• _CONSIGNES ET EXERCICES_:
1/ Dans l'extrait de l'arrêt du Tribunal fédéral suisse, qui occupe la fonction de greffier ?
2/ Recopiez à l'identique, dans la liste, le passage allant de la ligne contenant "TARGET: blond hair" jusqu'à la ligne contenant "[(192, 94)]", ces deux lignes comprises.

• _EXTRAIT_:

--------------------------------------------------

Suisse | Suisse, Tribunal fédéral suisse, 23 juillet 2003, 1P.336/2003


{T 0/2}
1P.336/2003/svc

Arrêt du 23 juillet 2003
Ire Cour de droit public

MM. les Juges Aemisegger, Président de la Cour et
Président du Tribunal fédéral, Féraud et Meyer.
Greffier: M. Parmelin.

Fondation A.________, recourante, agissant par
son président B.________,
lui-même représenté par Me Jean Studer, avocat, passage Max.-Meuron
1, case
postale 3132,
2001 Neuchâtel,

contre

Commune de T.________, représentée par
Me Simon Othenin-Girard, avocat,
rue de la Serre 4/avenue

de la Gare 10,
case postale 2416, 2001 Neuchâtel,
Département de la gestion du territoire
du canton de Neuchâtel, Ch...

{T 0/2}
1P.336/2003/svc

Arrêt du 23 juillet 2003
Ire Cour de droit public

MM. les Juges Aemisegger, Président de la Cour et
Président du Tribunal fédéral, Féraud et Meyer.
Greffier: M. Parmelin.

--------------------------------------------------

• _DONNÉES DE TRAVAIL_:
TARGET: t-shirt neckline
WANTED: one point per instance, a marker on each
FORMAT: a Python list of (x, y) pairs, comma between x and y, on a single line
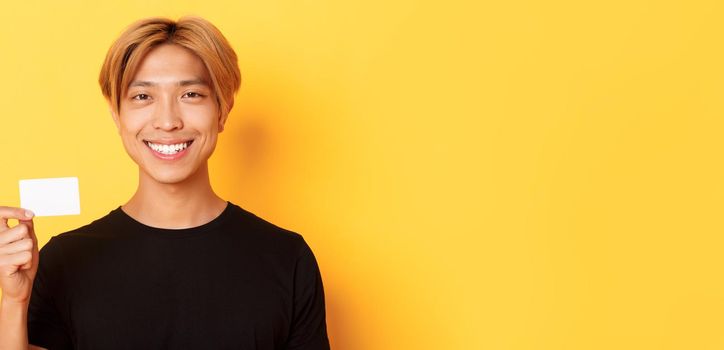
[(173, 232)]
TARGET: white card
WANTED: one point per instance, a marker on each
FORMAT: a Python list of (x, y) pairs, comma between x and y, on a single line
[(50, 197)]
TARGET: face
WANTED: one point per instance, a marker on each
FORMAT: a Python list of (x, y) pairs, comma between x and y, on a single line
[(169, 119)]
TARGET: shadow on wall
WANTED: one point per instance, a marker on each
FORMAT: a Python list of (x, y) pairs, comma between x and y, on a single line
[(249, 154)]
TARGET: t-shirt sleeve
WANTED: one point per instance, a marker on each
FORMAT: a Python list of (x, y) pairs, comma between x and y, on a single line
[(309, 327), (45, 322)]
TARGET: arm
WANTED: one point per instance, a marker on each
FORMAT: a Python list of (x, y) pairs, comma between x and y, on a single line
[(309, 326), (18, 266), (13, 323)]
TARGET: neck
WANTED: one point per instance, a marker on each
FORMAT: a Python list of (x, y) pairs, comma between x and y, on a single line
[(185, 204)]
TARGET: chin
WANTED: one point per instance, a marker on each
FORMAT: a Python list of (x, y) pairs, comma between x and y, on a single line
[(169, 177)]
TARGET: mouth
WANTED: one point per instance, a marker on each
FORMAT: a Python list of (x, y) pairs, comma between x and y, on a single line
[(168, 148)]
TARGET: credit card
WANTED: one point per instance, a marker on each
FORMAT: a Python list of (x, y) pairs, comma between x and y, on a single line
[(51, 196)]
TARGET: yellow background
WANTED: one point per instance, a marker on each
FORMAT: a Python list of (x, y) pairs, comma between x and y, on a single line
[(470, 175)]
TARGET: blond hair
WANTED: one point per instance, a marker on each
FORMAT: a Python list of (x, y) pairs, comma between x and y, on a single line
[(193, 33)]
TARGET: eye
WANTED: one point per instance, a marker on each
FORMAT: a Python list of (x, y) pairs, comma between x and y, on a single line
[(192, 94)]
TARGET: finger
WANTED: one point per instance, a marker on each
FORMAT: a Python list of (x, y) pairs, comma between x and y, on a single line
[(17, 259), (18, 232), (13, 213), (17, 246)]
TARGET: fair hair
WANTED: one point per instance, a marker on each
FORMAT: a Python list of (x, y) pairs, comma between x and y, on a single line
[(193, 33)]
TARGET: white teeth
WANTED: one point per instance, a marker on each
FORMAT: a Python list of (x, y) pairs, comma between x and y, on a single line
[(167, 149)]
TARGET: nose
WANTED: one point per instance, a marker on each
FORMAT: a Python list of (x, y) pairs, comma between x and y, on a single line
[(167, 116)]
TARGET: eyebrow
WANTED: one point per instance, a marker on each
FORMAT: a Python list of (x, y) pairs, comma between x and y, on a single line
[(179, 83)]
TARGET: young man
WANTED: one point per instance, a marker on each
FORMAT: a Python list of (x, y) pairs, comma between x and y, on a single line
[(176, 267)]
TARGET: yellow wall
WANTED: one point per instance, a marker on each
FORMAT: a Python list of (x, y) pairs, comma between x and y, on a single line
[(471, 175)]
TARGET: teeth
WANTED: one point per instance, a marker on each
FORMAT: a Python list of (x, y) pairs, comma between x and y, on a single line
[(168, 149)]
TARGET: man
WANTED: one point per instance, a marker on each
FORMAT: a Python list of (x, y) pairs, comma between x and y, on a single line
[(176, 267)]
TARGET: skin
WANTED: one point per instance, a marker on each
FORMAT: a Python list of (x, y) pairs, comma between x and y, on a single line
[(170, 99)]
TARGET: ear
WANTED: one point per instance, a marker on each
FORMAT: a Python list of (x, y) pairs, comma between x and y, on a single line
[(117, 121), (222, 121), (224, 116)]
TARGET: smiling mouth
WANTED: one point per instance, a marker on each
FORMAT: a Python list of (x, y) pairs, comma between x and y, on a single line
[(168, 149)]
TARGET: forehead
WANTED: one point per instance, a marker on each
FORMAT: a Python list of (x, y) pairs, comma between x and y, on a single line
[(171, 63)]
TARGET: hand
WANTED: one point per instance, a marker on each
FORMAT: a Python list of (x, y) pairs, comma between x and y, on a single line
[(18, 254)]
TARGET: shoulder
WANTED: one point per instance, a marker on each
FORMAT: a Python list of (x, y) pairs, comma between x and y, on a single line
[(266, 234), (102, 227)]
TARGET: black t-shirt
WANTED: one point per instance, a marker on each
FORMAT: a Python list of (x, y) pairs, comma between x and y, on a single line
[(237, 282)]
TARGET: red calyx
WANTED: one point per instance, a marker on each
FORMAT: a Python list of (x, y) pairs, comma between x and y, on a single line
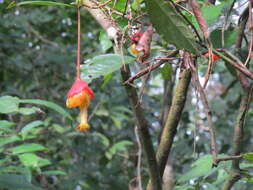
[(215, 57), (78, 86), (136, 36)]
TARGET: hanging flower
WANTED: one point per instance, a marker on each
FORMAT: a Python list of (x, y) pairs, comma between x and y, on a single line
[(80, 95), (215, 57)]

--------------------------------------------------

• _EXERCICES CORRIGÉS_:
1/ M. Parmelin.

2/
TARGET: blond hair
WANTED: one point per instance, a marker on each
FORMAT: a Python list of (x, y) pairs, comma between x and y, on a single line
[(193, 33)]
TARGET: eye
WANTED: one point per instance, a marker on each
FORMAT: a Python list of (x, y) pairs, comma between x and y, on a single line
[(192, 94)]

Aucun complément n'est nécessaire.